§ **Material for this exercise**
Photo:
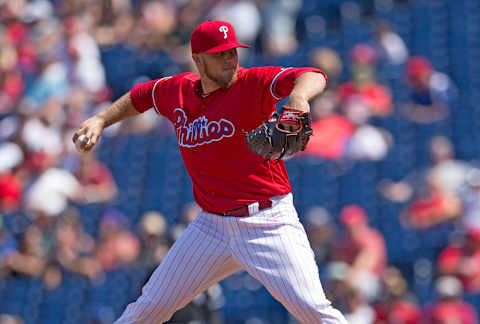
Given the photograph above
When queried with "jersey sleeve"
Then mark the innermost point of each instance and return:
(278, 82)
(145, 95)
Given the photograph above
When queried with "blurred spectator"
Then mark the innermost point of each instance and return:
(389, 45)
(347, 135)
(362, 98)
(395, 307)
(450, 307)
(331, 131)
(470, 197)
(58, 185)
(117, 246)
(96, 180)
(336, 137)
(336, 275)
(432, 92)
(73, 247)
(189, 212)
(31, 259)
(320, 232)
(8, 246)
(88, 71)
(435, 191)
(11, 188)
(363, 248)
(279, 19)
(462, 260)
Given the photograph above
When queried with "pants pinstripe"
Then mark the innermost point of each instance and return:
(270, 244)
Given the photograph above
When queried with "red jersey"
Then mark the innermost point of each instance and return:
(210, 132)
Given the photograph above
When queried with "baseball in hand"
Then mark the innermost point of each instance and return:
(80, 143)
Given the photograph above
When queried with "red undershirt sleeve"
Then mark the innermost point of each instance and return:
(141, 96)
(283, 83)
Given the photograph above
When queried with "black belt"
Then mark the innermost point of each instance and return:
(249, 209)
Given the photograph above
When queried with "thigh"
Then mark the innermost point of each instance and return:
(198, 259)
(274, 248)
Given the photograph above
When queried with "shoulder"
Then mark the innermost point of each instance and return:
(185, 77)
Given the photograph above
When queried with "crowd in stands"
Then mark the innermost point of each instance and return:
(62, 61)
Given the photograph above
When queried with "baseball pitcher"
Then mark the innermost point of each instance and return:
(233, 143)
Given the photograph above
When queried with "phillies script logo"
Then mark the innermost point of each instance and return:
(201, 130)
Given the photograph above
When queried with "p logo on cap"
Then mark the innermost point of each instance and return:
(224, 29)
(213, 37)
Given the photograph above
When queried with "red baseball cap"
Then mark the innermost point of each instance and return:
(213, 37)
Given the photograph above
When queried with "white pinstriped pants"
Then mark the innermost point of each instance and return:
(270, 244)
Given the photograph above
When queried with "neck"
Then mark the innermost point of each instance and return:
(208, 85)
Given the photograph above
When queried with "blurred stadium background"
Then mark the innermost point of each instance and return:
(389, 190)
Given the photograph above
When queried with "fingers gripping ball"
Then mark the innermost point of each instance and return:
(282, 136)
(81, 142)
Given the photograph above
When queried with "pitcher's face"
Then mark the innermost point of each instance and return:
(219, 67)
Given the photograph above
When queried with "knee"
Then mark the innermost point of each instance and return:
(146, 311)
(319, 313)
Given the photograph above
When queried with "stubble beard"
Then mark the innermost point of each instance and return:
(224, 83)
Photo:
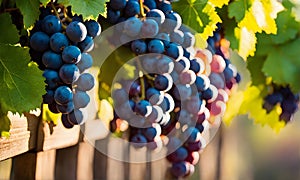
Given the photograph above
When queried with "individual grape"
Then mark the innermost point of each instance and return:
(48, 98)
(51, 24)
(210, 94)
(85, 62)
(156, 46)
(52, 78)
(168, 104)
(58, 42)
(113, 16)
(163, 82)
(192, 135)
(187, 77)
(202, 82)
(149, 28)
(143, 107)
(93, 28)
(65, 121)
(165, 6)
(149, 63)
(86, 45)
(164, 37)
(218, 64)
(174, 51)
(52, 60)
(151, 4)
(164, 65)
(217, 80)
(197, 65)
(63, 95)
(76, 31)
(39, 41)
(189, 40)
(217, 108)
(173, 22)
(132, 8)
(85, 82)
(65, 108)
(71, 54)
(154, 96)
(182, 65)
(182, 92)
(156, 114)
(117, 4)
(139, 47)
(178, 155)
(132, 26)
(157, 15)
(81, 99)
(69, 73)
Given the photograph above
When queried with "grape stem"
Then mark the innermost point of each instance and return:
(141, 75)
(57, 15)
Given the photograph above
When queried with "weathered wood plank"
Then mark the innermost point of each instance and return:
(22, 135)
(5, 168)
(85, 160)
(56, 137)
(100, 159)
(45, 165)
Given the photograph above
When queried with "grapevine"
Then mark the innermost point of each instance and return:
(172, 75)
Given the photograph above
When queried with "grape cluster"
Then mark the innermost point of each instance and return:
(287, 100)
(180, 89)
(61, 45)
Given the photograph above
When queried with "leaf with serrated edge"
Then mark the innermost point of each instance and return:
(9, 31)
(89, 9)
(30, 11)
(21, 84)
(219, 3)
(282, 64)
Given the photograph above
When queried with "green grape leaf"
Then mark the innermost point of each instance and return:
(237, 9)
(30, 11)
(9, 30)
(45, 2)
(282, 64)
(256, 16)
(254, 65)
(115, 66)
(296, 10)
(219, 3)
(89, 9)
(21, 82)
(287, 27)
(199, 15)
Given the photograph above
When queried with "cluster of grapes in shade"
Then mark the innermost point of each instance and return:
(61, 45)
(285, 98)
(179, 91)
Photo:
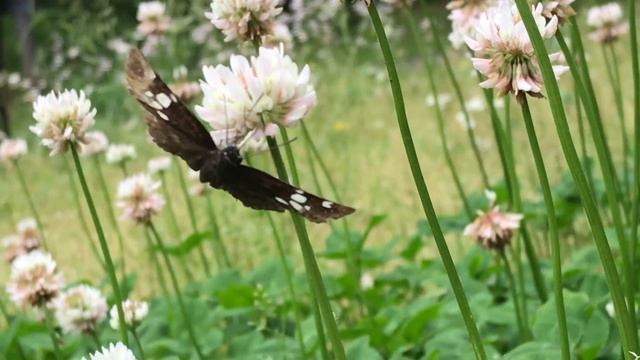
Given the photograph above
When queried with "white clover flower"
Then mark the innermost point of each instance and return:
(80, 309)
(12, 149)
(608, 23)
(152, 19)
(243, 19)
(62, 118)
(138, 198)
(96, 142)
(34, 279)
(159, 165)
(120, 153)
(504, 54)
(257, 95)
(117, 351)
(134, 312)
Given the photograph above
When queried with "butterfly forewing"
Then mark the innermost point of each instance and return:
(171, 124)
(259, 190)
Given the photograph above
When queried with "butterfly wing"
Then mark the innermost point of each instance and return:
(171, 124)
(259, 190)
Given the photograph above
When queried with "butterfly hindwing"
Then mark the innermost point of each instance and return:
(259, 190)
(171, 124)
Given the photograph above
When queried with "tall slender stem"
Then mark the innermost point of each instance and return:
(421, 186)
(102, 182)
(110, 269)
(554, 237)
(31, 203)
(192, 216)
(176, 289)
(463, 106)
(316, 284)
(571, 156)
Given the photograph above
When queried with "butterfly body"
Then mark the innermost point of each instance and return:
(175, 129)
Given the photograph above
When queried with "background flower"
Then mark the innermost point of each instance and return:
(138, 198)
(34, 279)
(62, 118)
(80, 309)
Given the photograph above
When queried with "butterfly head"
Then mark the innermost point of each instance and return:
(231, 154)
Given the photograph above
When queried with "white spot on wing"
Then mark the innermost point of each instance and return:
(163, 115)
(164, 100)
(296, 206)
(299, 198)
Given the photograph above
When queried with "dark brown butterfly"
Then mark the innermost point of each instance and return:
(176, 130)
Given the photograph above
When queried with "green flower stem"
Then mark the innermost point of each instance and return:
(81, 217)
(111, 215)
(438, 112)
(31, 203)
(176, 289)
(156, 263)
(421, 186)
(52, 332)
(316, 284)
(554, 237)
(192, 216)
(571, 156)
(136, 338)
(522, 327)
(613, 73)
(172, 214)
(111, 272)
(590, 104)
(292, 292)
(215, 228)
(463, 106)
(635, 67)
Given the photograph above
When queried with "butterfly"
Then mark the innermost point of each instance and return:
(175, 129)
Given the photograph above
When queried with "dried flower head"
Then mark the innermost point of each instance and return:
(138, 198)
(256, 95)
(117, 351)
(34, 279)
(96, 142)
(12, 149)
(62, 118)
(134, 312)
(561, 9)
(243, 19)
(152, 19)
(159, 165)
(120, 153)
(608, 23)
(493, 229)
(504, 53)
(80, 309)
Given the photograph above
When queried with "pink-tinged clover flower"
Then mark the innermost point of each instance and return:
(34, 280)
(607, 22)
(11, 150)
(134, 312)
(504, 54)
(117, 351)
(493, 229)
(152, 19)
(256, 95)
(80, 309)
(244, 19)
(62, 119)
(138, 198)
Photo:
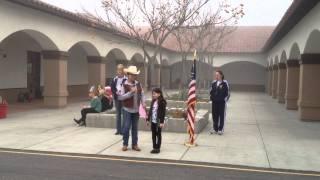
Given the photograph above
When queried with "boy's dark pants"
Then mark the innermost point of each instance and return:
(156, 135)
(218, 112)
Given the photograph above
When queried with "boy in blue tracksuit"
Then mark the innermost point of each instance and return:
(218, 95)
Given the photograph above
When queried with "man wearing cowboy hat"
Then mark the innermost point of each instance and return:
(116, 87)
(131, 99)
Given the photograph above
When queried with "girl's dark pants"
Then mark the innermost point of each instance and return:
(84, 113)
(218, 112)
(156, 135)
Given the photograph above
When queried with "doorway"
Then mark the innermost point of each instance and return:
(33, 74)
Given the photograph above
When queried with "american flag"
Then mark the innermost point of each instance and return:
(192, 101)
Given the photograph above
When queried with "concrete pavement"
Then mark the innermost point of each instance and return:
(259, 132)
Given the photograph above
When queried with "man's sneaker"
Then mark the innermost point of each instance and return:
(124, 148)
(154, 151)
(136, 148)
(213, 131)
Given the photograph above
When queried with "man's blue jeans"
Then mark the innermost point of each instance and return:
(119, 113)
(130, 120)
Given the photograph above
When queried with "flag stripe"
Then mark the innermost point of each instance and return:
(192, 99)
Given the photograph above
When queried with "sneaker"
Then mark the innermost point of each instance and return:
(125, 148)
(213, 131)
(82, 123)
(76, 121)
(154, 151)
(136, 148)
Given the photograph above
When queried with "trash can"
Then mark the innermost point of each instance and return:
(3, 110)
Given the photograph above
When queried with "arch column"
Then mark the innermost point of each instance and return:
(55, 78)
(309, 96)
(282, 73)
(96, 71)
(142, 75)
(165, 79)
(292, 85)
(269, 70)
(274, 81)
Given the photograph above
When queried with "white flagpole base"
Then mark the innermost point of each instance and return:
(189, 144)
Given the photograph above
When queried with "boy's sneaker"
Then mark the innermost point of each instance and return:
(213, 131)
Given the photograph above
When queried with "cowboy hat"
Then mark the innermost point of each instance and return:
(132, 70)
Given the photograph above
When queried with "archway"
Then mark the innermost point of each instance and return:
(23, 69)
(245, 76)
(79, 65)
(293, 80)
(309, 97)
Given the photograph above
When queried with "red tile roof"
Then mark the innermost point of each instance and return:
(245, 39)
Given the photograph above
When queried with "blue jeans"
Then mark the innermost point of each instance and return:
(130, 120)
(119, 113)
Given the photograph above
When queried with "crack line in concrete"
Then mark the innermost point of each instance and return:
(99, 152)
(52, 138)
(258, 125)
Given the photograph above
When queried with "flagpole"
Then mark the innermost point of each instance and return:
(191, 105)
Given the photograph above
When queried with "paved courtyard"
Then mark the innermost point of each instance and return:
(259, 132)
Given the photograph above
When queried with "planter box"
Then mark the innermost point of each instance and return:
(178, 125)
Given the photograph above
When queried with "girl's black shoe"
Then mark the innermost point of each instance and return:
(154, 151)
(82, 123)
(77, 121)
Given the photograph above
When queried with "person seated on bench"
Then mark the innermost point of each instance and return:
(95, 106)
(106, 98)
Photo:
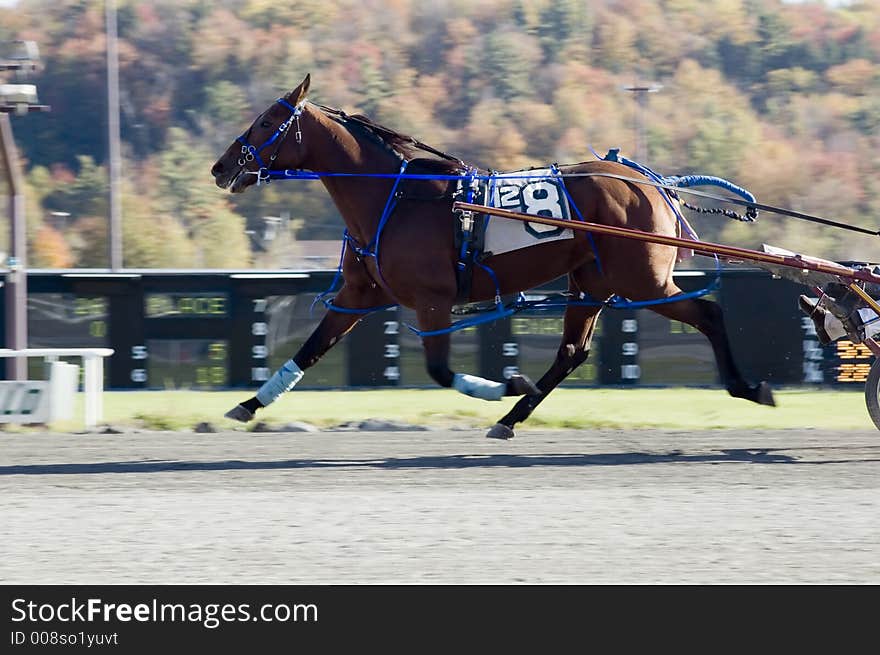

§ **Your instructions**
Find all the lines with "flower" in the data and copy them.

§ **Result of this exercise**
When queried with "white clover flower"
When queried with "background flower"
When queried with "green flower stem"
When queried with "dried flower head"
When queried with "pink-tinged clover flower"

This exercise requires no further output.